**WHAT THE TASK ASKS:**
Lines before the one containing "Given the image above, identify the rooftop and" are left out; return that line and every line after it exactly, through the end of the data below.

**WORKING DATA:**

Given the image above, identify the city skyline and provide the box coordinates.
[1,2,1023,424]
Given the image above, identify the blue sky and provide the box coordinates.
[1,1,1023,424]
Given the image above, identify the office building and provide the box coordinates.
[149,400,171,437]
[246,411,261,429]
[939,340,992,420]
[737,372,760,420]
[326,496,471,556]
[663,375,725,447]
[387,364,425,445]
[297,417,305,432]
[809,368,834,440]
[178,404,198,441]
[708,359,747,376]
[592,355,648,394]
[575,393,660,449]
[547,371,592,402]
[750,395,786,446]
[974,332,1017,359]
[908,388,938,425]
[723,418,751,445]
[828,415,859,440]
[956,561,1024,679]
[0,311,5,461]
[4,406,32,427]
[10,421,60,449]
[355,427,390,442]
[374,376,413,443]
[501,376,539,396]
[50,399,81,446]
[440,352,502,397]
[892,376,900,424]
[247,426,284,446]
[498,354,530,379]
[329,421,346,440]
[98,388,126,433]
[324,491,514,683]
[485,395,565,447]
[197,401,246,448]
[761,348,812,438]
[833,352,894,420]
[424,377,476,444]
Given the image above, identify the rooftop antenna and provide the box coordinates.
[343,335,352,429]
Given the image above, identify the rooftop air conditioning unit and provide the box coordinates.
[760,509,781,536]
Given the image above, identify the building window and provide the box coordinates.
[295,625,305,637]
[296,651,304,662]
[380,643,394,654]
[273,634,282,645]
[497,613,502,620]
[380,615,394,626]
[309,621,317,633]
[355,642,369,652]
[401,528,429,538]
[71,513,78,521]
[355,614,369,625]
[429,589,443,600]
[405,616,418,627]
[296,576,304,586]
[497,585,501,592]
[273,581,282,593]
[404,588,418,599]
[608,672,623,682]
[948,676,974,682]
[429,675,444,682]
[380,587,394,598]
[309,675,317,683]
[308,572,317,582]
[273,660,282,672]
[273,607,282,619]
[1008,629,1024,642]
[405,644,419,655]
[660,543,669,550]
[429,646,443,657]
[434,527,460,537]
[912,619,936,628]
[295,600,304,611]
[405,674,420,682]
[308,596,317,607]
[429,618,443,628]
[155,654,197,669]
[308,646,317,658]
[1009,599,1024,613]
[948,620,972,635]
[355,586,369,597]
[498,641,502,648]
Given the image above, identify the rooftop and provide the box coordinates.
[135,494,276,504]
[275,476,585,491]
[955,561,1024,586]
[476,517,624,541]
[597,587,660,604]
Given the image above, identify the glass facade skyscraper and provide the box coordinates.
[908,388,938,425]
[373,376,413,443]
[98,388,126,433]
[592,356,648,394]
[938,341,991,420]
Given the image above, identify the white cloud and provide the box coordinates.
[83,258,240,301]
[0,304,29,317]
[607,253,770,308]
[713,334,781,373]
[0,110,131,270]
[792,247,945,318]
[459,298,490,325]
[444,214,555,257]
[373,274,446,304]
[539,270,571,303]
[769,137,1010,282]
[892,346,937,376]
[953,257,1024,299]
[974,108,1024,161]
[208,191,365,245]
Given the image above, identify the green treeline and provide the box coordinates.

**ANSWER TO THIS TASK:**
Given the image above, identify the rooftop and provide the box coordinates.
[135,494,276,504]
[275,476,585,491]
[955,561,1024,586]
[476,517,624,541]
[597,587,660,604]
Given the image above, identify the glass facade skyscraper and provide the box coordinates.
[908,388,938,425]
[373,376,413,443]
[98,388,126,433]
[592,356,648,394]
[938,341,991,420]
Given the image above, identify the white cloud and provide the box coordinates.
[83,258,240,301]
[0,304,29,317]
[607,253,770,308]
[713,334,781,373]
[0,110,131,270]
[792,247,945,318]
[459,298,490,325]
[444,214,555,257]
[373,274,446,304]
[539,270,571,303]
[769,137,1010,282]
[892,346,937,376]
[953,257,1024,299]
[974,108,1024,161]
[208,191,365,245]
Given the image above, identify the green treeline and provide the box coordinates.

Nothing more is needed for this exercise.